* **Data shown**:
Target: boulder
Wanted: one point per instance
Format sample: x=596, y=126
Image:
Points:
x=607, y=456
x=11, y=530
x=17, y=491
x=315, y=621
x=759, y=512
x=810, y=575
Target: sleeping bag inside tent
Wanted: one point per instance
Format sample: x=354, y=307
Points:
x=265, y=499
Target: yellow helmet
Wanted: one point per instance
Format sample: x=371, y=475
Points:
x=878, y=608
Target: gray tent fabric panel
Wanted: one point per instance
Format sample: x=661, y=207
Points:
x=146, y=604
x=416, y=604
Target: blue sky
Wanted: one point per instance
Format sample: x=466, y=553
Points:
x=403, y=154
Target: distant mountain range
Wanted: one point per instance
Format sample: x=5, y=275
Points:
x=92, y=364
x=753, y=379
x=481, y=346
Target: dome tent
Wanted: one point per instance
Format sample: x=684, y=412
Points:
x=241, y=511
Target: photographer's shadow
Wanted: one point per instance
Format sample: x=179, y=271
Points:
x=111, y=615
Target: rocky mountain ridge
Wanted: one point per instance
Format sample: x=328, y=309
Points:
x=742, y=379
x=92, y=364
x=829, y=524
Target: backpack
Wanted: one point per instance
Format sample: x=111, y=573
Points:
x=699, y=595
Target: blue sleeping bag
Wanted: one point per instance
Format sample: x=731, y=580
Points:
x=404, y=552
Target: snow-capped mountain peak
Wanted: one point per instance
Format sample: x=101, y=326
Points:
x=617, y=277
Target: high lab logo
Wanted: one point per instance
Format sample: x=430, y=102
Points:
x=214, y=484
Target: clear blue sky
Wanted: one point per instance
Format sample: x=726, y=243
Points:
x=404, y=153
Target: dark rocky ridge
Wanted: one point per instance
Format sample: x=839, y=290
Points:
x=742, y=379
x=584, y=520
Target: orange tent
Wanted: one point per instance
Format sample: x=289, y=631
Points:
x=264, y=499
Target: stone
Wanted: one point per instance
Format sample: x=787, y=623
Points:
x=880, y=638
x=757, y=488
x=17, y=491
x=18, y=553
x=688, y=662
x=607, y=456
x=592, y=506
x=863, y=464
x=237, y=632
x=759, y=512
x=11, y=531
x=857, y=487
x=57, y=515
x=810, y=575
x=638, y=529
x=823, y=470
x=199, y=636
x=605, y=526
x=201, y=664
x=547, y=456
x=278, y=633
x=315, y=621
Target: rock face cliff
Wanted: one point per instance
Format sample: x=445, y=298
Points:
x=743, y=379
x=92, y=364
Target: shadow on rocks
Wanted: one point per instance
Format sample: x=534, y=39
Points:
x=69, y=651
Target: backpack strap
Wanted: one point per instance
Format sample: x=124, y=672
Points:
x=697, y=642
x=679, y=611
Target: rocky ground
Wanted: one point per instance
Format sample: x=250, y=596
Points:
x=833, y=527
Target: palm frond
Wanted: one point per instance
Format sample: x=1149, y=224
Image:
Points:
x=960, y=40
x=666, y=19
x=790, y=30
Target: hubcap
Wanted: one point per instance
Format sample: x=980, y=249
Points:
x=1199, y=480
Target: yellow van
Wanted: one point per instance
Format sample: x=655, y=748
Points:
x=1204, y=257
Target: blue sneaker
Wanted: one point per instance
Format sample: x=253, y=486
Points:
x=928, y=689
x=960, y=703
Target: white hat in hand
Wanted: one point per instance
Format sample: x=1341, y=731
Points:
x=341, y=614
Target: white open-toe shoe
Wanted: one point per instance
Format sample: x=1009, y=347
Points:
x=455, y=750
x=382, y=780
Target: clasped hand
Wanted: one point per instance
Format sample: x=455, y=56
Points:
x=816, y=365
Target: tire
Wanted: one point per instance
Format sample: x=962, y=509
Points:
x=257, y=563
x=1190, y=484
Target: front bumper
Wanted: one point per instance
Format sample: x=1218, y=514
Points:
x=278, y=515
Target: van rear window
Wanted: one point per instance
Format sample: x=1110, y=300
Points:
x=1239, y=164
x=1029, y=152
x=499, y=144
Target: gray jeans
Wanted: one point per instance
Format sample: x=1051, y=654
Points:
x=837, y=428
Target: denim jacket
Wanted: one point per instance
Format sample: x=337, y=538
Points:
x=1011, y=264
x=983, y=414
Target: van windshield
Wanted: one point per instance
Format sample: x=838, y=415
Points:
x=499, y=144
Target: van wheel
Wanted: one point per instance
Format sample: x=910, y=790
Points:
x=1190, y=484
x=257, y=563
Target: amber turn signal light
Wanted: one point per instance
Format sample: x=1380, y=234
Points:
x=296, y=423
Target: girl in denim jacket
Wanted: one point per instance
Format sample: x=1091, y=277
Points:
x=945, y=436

* **Your goal**:
Copy out every line from the data above that has "backpack" in it.

* **Expected answer**:
Target: backpack
Target: backpack strap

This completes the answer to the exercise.